### WHAT YOU WILL DO
Every record must be written out once more, with nothing added or omitted.

### INPUT FOR THIS TASK
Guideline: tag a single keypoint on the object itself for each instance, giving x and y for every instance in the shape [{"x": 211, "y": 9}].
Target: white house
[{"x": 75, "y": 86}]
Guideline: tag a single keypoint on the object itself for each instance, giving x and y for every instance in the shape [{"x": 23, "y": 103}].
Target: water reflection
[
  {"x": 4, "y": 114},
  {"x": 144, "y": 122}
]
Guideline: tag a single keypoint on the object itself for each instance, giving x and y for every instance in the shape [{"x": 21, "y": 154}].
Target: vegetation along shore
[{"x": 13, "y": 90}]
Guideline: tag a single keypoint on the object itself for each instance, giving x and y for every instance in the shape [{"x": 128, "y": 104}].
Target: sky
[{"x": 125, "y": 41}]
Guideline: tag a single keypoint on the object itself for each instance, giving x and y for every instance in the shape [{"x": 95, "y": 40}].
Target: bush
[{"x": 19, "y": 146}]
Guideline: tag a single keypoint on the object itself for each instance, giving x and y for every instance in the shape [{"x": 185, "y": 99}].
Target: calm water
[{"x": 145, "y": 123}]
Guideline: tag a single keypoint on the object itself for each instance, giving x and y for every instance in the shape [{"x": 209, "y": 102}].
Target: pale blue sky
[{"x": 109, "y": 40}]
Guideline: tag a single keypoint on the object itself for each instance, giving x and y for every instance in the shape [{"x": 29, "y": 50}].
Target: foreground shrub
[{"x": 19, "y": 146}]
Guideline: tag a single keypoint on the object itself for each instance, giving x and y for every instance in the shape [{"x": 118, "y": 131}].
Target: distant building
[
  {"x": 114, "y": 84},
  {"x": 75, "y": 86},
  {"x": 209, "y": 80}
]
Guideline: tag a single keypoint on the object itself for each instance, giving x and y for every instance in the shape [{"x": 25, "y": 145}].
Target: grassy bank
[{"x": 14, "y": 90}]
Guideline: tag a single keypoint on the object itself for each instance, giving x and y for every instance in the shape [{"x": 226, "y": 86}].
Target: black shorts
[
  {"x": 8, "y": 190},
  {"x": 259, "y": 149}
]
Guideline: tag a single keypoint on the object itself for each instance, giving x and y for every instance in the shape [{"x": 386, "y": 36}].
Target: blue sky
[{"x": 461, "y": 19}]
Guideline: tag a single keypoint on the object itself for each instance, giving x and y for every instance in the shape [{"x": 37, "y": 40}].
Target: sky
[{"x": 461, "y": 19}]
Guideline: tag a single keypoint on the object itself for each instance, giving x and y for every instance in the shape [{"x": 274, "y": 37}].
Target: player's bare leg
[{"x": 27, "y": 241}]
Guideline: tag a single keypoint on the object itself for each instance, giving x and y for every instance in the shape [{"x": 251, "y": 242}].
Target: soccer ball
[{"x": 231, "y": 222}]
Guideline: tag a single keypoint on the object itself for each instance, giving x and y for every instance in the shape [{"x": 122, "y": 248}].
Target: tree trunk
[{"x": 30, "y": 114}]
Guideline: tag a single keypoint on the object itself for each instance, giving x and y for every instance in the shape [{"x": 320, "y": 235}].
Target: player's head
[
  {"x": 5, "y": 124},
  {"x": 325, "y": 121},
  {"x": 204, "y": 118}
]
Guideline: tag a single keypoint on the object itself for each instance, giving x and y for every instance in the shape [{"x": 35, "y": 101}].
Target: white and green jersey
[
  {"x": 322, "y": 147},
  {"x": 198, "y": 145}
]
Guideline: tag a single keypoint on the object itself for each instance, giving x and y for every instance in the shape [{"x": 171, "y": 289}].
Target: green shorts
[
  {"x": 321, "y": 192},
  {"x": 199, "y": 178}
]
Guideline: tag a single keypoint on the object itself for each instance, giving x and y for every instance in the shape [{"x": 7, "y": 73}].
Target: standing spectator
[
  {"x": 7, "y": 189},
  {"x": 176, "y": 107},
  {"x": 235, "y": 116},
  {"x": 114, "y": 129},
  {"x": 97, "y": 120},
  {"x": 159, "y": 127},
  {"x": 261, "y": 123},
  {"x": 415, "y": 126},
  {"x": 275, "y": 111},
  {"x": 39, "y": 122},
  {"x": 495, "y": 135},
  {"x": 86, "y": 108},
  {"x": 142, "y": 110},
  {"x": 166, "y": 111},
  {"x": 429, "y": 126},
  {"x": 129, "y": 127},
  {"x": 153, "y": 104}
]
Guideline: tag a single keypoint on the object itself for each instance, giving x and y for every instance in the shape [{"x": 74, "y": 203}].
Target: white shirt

### EXERCISE ANSWER
Guideline: tag a single keypoint on the object itself for each instance, giving x and y for every instance in the shape [{"x": 211, "y": 9}].
Target: white house
[{"x": 75, "y": 86}]
Guideline: tag a single keypoint on the object itself for each instance, giving x and y for every instance in the shape [{"x": 23, "y": 103}].
Target: water reflection
[
  {"x": 4, "y": 114},
  {"x": 144, "y": 122}
]
Guideline: tag a single keypoint on the object itself for each instance, giving x and y for every instance in the shape [{"x": 21, "y": 154}].
Target: vegetation along shore
[{"x": 13, "y": 90}]
Guideline: tag a single keypoint on the object itself for each instance, giving x and y for every instance in the shape [{"x": 128, "y": 104}].
Target: sky
[{"x": 125, "y": 41}]
Guideline: tag a single keypoint on the object itself for each instance, giving x and y for every instance in the shape [{"x": 95, "y": 40}].
Target: bush
[{"x": 19, "y": 146}]
Guideline: tag a single keypoint on the object itself for each instance, giving x and y for every instance in the shape [{"x": 185, "y": 99}].
Target: calm water
[{"x": 145, "y": 123}]
Guideline: tag a single keypoint on the object itself for each instance, giving x and y for every instance in the shape [{"x": 209, "y": 102}].
Target: pale blue sky
[{"x": 109, "y": 40}]
Guideline: tag a single keypoint on the object itself for each instance, giving x and y for every instance in the shape [{"x": 29, "y": 50}].
Target: foreground shrub
[{"x": 19, "y": 146}]
Guideline: tag a single keypoint on the object itself for each instance, giving x and y for every instance in the shape [{"x": 118, "y": 131}].
Target: distant building
[
  {"x": 114, "y": 84},
  {"x": 75, "y": 86},
  {"x": 209, "y": 80}
]
Guideline: tag a single keypoint on the object itself for each instance, giving x and y for every instance in the shape [{"x": 25, "y": 145}].
Target: grassy bank
[{"x": 14, "y": 90}]
Guideline: tag a single keypoint on the object itself for each instance, giving x and y for every instance in the shape [{"x": 226, "y": 86}].
Target: black shorts
[
  {"x": 8, "y": 190},
  {"x": 259, "y": 149}
]
Guideline: tag a single keypoint on the object itself for each instance, giving x and y for every instance in the shape [{"x": 386, "y": 36}].
Target: blue sky
[{"x": 461, "y": 19}]
Guideline: tag a single keypoint on the object itself for each instance, giving x and y for every instance in the shape [{"x": 37, "y": 40}].
Target: sky
[{"x": 461, "y": 19}]
Guideline: tag a single keypoint on the object itself for each instance, giving x and y for every instance in the shape [{"x": 274, "y": 37}].
Target: player's bare leg
[{"x": 27, "y": 241}]
Guideline: tag a single keypoint on the object itself for each instance, giving x and y for every instance in the shape [{"x": 251, "y": 242}].
Target: soccer ball
[{"x": 231, "y": 222}]
Guideline: tag a single keypoint on the object itself for each instance, giving x and y for every instance in the shape [{"x": 122, "y": 248}].
Target: tree trunk
[{"x": 30, "y": 114}]
Guideline: tag a single keypoint on the object itself for each instance, giving x and y for every instance in the shape [{"x": 320, "y": 235}].
Target: player's head
[
  {"x": 5, "y": 124},
  {"x": 325, "y": 121},
  {"x": 204, "y": 118}
]
Guideline: tag a single keypoint on the object itself for each instance, giving x and y for every instance in the shape [{"x": 35, "y": 101}].
Target: white and green jersey
[
  {"x": 322, "y": 147},
  {"x": 198, "y": 145}
]
Guideline: tag a single keypoint on the object itself for each instance, giving x and y for every instance in the shape [{"x": 171, "y": 289}].
Target: green shorts
[
  {"x": 321, "y": 192},
  {"x": 199, "y": 178}
]
Guideline: tag a single keypoint on the object itself for each instance, giving x and y for every instance in the shape [{"x": 7, "y": 73}].
Target: standing spectator
[
  {"x": 7, "y": 189},
  {"x": 176, "y": 107},
  {"x": 235, "y": 116},
  {"x": 114, "y": 129},
  {"x": 97, "y": 120},
  {"x": 159, "y": 127},
  {"x": 261, "y": 123},
  {"x": 415, "y": 126},
  {"x": 275, "y": 111},
  {"x": 39, "y": 122},
  {"x": 495, "y": 135},
  {"x": 86, "y": 108},
  {"x": 142, "y": 110},
  {"x": 166, "y": 111},
  {"x": 429, "y": 126},
  {"x": 129, "y": 127},
  {"x": 153, "y": 104}
]
Guideline: tag a single keypoint on the object itself for each instance, giving x and y for every instance in the shape [{"x": 74, "y": 203}].
Target: white shirt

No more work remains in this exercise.